TEXT SECTION |
'''

X-Message-Number: 7768
Date: Wed, 26 Feb 1997 12:29:58 MST
From: "Richard Schroeppel" <>
Subject: extracranial memory -- speculation

A neuro patient (head only) probably loses information that is only kept
in his body.  On reawakening, he may find that his muscles are wired
a bit differently from the original body, and that muscle skills must be
reacquired.  A violinist might retain his acoustic knowledge, but need
to relearn fingering or bowing.  [This idea is conjectural: it's possible
that neural information saved in the brain will be sufficient to infer
muscle wiring and fiber strengths well enough to give an "identical"
reconstruction.]

I've been musing about other body info that is lost.  Obviously scars,
fractures, and surgery are annulled, generally a good thing.  There
will be information missing about exact sizes and shapes of body parts:
these depend a lot on nutrition and patterns of use.  Overall height
and weight might change, since these also depend on prenatal and
childhood nutrition.  The detailed wiring of the blood vessels will
be different; this may also affect muscle shape.  A prospective neuro
patient might want to keep detailed body size measurements.

'''

TASKS |
1 - Answer these about the post on extracranial memory:
(a) What might a violinist need to relearn?
(b) What do the exact sizes and shapes of body parts depend on?
(c) What might a prospective neuro patient want to keep?
2 - Update the post on extracranial memory from "I've been musing" to "body size measurements.", replacing "musing" with "thinking".
3 - Can you turn the paragraph of the post on extracranial memory that begins "A neuro patient (head only)" into a short bulleted list that keeps its main facts?
Base your answers only on the post.

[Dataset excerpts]
'''

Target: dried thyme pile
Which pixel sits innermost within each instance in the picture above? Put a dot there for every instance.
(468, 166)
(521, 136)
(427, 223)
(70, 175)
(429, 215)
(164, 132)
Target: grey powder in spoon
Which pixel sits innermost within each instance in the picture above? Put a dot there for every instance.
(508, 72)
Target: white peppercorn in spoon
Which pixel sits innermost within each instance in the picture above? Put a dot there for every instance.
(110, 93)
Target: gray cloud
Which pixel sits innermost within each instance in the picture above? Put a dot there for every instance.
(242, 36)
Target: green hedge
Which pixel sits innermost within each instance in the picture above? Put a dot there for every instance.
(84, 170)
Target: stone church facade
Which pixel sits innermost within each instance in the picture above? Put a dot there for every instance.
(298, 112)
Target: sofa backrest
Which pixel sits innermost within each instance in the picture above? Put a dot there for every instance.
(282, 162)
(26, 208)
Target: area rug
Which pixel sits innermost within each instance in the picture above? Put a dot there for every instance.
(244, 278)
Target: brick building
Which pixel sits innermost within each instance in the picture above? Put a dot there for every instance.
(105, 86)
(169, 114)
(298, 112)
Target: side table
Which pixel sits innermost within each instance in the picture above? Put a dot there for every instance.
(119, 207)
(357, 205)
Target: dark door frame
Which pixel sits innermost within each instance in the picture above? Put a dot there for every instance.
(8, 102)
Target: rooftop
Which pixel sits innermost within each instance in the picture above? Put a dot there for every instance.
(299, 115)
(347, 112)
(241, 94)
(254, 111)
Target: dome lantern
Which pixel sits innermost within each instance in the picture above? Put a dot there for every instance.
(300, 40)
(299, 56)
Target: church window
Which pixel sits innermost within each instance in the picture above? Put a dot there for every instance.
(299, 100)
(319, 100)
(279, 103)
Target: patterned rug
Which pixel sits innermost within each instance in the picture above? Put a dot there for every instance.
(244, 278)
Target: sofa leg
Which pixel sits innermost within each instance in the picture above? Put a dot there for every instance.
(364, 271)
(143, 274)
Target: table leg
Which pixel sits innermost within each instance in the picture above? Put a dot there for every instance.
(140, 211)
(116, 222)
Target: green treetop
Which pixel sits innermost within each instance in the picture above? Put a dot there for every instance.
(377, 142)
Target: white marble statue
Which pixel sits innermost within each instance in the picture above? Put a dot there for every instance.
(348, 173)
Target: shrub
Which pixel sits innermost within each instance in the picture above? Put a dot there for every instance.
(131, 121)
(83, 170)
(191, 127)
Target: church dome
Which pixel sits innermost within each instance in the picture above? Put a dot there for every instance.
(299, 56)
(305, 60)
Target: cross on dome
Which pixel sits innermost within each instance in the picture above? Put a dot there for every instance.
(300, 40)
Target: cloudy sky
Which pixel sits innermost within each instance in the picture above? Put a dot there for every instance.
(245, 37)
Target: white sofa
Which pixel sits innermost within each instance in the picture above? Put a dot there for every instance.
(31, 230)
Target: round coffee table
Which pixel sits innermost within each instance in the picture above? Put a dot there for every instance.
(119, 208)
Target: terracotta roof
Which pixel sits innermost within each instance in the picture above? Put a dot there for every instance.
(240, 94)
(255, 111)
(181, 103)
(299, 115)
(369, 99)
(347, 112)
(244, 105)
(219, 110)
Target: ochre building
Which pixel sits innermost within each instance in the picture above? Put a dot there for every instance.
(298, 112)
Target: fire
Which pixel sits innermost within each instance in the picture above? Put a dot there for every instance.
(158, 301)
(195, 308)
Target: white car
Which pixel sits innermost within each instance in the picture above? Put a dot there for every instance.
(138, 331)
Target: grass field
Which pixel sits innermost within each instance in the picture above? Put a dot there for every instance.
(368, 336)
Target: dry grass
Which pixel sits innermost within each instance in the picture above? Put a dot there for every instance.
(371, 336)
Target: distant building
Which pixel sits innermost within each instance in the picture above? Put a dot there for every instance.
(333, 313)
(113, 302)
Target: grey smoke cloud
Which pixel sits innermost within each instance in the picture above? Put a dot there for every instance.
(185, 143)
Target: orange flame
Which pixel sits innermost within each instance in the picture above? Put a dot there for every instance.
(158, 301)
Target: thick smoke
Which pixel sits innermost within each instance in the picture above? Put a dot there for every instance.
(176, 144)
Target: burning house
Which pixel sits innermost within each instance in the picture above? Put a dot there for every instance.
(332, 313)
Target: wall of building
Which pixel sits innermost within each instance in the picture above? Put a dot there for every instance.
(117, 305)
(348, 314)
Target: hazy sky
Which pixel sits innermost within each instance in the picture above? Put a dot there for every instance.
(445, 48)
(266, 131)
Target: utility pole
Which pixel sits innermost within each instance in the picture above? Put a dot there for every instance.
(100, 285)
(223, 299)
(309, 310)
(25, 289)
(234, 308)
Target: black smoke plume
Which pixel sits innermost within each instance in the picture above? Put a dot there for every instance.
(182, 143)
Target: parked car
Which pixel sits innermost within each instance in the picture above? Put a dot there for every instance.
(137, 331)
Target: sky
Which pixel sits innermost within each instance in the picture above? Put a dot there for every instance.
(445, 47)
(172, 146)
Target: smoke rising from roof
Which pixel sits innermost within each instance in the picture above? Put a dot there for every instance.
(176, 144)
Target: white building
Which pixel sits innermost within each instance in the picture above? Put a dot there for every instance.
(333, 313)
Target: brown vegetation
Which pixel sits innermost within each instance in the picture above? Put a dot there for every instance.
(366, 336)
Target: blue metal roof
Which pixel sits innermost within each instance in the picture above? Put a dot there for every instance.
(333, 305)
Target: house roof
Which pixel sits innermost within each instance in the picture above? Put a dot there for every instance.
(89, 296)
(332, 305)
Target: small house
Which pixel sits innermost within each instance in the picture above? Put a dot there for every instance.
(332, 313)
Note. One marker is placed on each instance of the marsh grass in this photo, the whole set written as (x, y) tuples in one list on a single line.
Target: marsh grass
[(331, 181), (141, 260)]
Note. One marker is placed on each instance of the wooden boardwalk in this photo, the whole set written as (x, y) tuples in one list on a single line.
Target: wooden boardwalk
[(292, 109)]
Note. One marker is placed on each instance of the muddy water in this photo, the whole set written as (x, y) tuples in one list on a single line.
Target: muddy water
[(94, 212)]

'''

ANSWERS BY TASK |
1 -
(a) Fingering or bowing.
(b) Nutrition and patterns of use.
(c) Detailed body size measurements.

2 -
I've been thinking about other body info that is lost.  Obviously scars,
fractures, and surgery are annulled, generally a good thing.  There
will be information missing about exact sizes and shapes of body parts:
these depend a lot on nutrition and patterns of use.  Overall height
and weight might change, since these also depend on prenatal and
childhood nutrition.  The detailed wiring of the blood vessels will
be different; this may also affect muscle shape.  A prospective neuro
patient might want to keep detailed body size measurements.

3 -
- A neuro patient (head only) probably loses information kept only in the body.
- On reawakening, the muscles may be wired a bit differently from the original body, so muscle skills must be reacquired.
- A violinist might retain acoustic knowledge but need to relearn fingering or bowing.
- This is conjectural: neural information saved in the brain may be enough to infer muscle wiring and fiber strengths well enough for an "identical" reconstruction.